Stated goal:
The entries below contain pictures. Retype everything except those pictures, exactly as given.

(Data entries)
## begin

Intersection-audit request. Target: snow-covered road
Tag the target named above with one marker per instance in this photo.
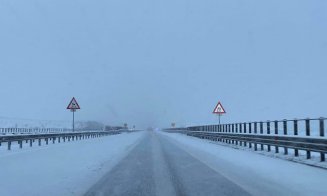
(173, 164)
(63, 169)
(152, 163)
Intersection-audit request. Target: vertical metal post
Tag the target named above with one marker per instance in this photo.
(285, 133)
(276, 132)
(261, 132)
(255, 127)
(73, 120)
(322, 134)
(307, 133)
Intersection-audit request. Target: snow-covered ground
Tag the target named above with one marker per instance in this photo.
(62, 169)
(257, 174)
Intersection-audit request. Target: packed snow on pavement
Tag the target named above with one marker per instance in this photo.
(258, 174)
(69, 168)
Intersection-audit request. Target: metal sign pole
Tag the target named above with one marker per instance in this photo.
(219, 118)
(73, 120)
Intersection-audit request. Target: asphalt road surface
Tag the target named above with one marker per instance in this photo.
(156, 166)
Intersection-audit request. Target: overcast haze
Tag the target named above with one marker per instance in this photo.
(153, 62)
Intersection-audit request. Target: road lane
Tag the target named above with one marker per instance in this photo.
(156, 166)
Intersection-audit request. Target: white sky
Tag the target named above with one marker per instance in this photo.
(153, 62)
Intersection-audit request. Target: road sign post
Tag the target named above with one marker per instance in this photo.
(219, 110)
(73, 106)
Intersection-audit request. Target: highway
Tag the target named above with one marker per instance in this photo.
(157, 166)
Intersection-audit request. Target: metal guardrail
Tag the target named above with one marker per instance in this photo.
(31, 138)
(5, 131)
(299, 136)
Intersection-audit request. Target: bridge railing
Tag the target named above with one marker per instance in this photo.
(46, 137)
(297, 134)
(4, 131)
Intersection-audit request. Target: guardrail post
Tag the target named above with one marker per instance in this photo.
(322, 134)
(276, 132)
(261, 132)
(285, 133)
(244, 125)
(255, 127)
(268, 132)
(307, 133)
(296, 130)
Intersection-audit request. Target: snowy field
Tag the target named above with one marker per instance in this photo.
(62, 169)
(257, 174)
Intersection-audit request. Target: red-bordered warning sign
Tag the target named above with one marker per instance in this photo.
(73, 105)
(219, 109)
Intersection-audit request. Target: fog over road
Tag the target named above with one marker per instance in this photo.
(156, 166)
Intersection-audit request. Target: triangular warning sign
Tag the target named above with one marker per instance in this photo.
(219, 109)
(73, 105)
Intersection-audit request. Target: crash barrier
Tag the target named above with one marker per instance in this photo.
(5, 131)
(51, 137)
(297, 134)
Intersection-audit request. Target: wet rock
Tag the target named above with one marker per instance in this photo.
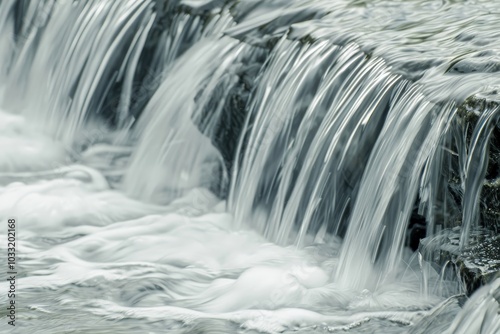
(469, 113)
(477, 265)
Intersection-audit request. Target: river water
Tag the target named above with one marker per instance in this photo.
(135, 212)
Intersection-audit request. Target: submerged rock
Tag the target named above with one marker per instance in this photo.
(477, 265)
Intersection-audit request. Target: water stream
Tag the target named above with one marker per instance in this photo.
(243, 167)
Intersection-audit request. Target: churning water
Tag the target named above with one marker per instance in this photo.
(242, 166)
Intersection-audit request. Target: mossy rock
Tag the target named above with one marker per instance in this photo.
(477, 265)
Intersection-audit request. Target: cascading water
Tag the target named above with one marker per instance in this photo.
(221, 167)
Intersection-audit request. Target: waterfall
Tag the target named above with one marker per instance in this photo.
(240, 166)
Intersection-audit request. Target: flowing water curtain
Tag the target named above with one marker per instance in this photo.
(316, 113)
(173, 156)
(374, 240)
(93, 44)
(172, 34)
(7, 42)
(475, 169)
(481, 313)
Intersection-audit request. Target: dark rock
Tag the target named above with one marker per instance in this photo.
(477, 265)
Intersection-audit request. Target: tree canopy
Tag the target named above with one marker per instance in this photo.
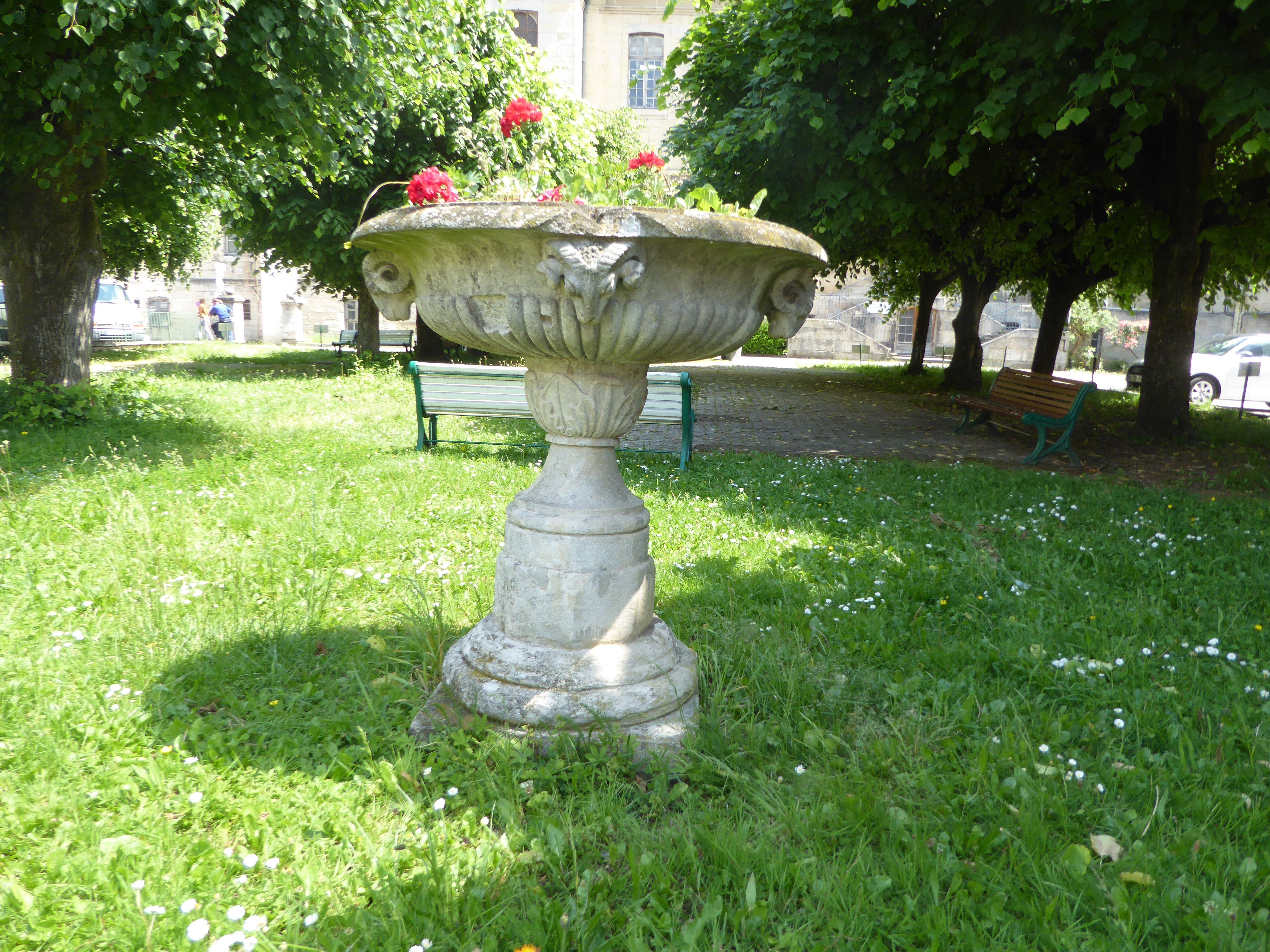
(135, 117)
(299, 220)
(1114, 138)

## end

Solved problem:
Intersection-audit request. Target: snow-covered road
Tag the target named above with one marker per instance in this photo.
(173, 164)
(63, 169)
(152, 163)
Intersection-audit request. Target: vertical metal post
Tag the target named above with one marker per instance in this photo.
(285, 133)
(276, 132)
(261, 132)
(255, 127)
(73, 120)
(322, 134)
(307, 133)
Intersection-audit request. Target: snow-covered ground
Tag the target named above with one marker per instance in this photo.
(62, 169)
(257, 174)
Intersection-audit request. Target: packed snow on pavement
Tag the target named above with one marker per instance in this photo.
(258, 174)
(69, 168)
Intersection-audit request. Target: metal sign pole
Tag the target named above with one marker per instance in this photo.
(219, 118)
(73, 120)
Intersection-audit request. Target: asphalt road surface
Tag the target named above with one marker per instance in this photo.
(156, 166)
Intersection-audit request. Target: overcast haze
Tag the target named above with one marker per instance in this photo.
(153, 62)
Intersection-audit request. Target: road lane
Tag the target named above with one marker per instance in this photo.
(156, 166)
Intersection-audit request. Target: white sky
Tag the target named above with one marker per instance in this photo.
(153, 62)
Intersection-audit request. Target: road sign post
Tag the target named above with one marker per instance in this photo.
(219, 110)
(73, 106)
Intersection-audit request. Target: highway
Tag the target named above with one marker per instance in this photo.
(157, 166)
Intersection-audit request. Target: metal guardrail
Tag the target named above with one marker per instance in this photo.
(31, 138)
(5, 131)
(299, 136)
Intersection-audit request. Target: bridge railing
Tag the target named above with one marker per instance in this photo.
(46, 137)
(297, 134)
(4, 131)
Intersection-audit request. Target: guardrail post
Tag the target named above with one marker per instance in this photo.
(322, 134)
(276, 132)
(261, 132)
(285, 133)
(244, 125)
(255, 127)
(268, 132)
(307, 133)
(296, 130)
Intersection-audit request. Target: snowy field
Tag the target named above with one marker per instance in this photo.
(62, 169)
(257, 174)
Intersection-audit request. Target: red-bordered warning sign
Tag the target named above with one marker per instance in this photo.
(73, 105)
(219, 109)
Intersection-audit request. Target: fog over road
Tag the target named above with one marker per instance in this photo.
(156, 166)
Intersection-audit request. Target: triangular warning sign
Tag the target named above with one marker per instance in this photo.
(219, 109)
(73, 105)
Intersection-audit request. Target: crash barrier
Tag the target named above with one marker per instance in this photo.
(5, 131)
(51, 137)
(297, 134)
Intersection-audit request. Target: wet rock
Tag the target named above with one marker per instance in this photo.
(469, 113)
(477, 265)
Intersection-audit request. Target: river water
Tag the target named above with one marker per instance in this photo.
(135, 212)
Intersection-audit request. Target: submerged rock
Tag the target named above with one marker per instance in this photo.
(477, 265)
Intersection-audit request. Target: water stream
Tag the target named above with one marker per instance in this photo.
(243, 167)
Intersection-audit request. Target: churning water
Tag the target named above with one marker per instance in this photo.
(242, 166)
Intersection-audit request. Target: mossy rock
Tag the target named above with one marker per instance in this photo.
(477, 265)
Intersection-audit request. Target: cascading water
Tag the target named above with one marker per instance in this photo.
(221, 167)
Intersection-audit request. Target: waterfall
Tag the target named above with one marker per instance in this photo.
(240, 166)
Intersection-audit request. Target: flowing water curtain
Tag the target named above with one marker per instance in this photo.
(316, 113)
(173, 156)
(374, 240)
(93, 44)
(172, 34)
(7, 42)
(475, 169)
(481, 313)
Intersection-audit request. Target: dark rock
Tag the target named above with one marker per instance in this photo.
(477, 265)
Intersection-audit request. Target: tree canopy
Tag the target named above with one marker per instance in this photo.
(135, 117)
(299, 220)
(1114, 138)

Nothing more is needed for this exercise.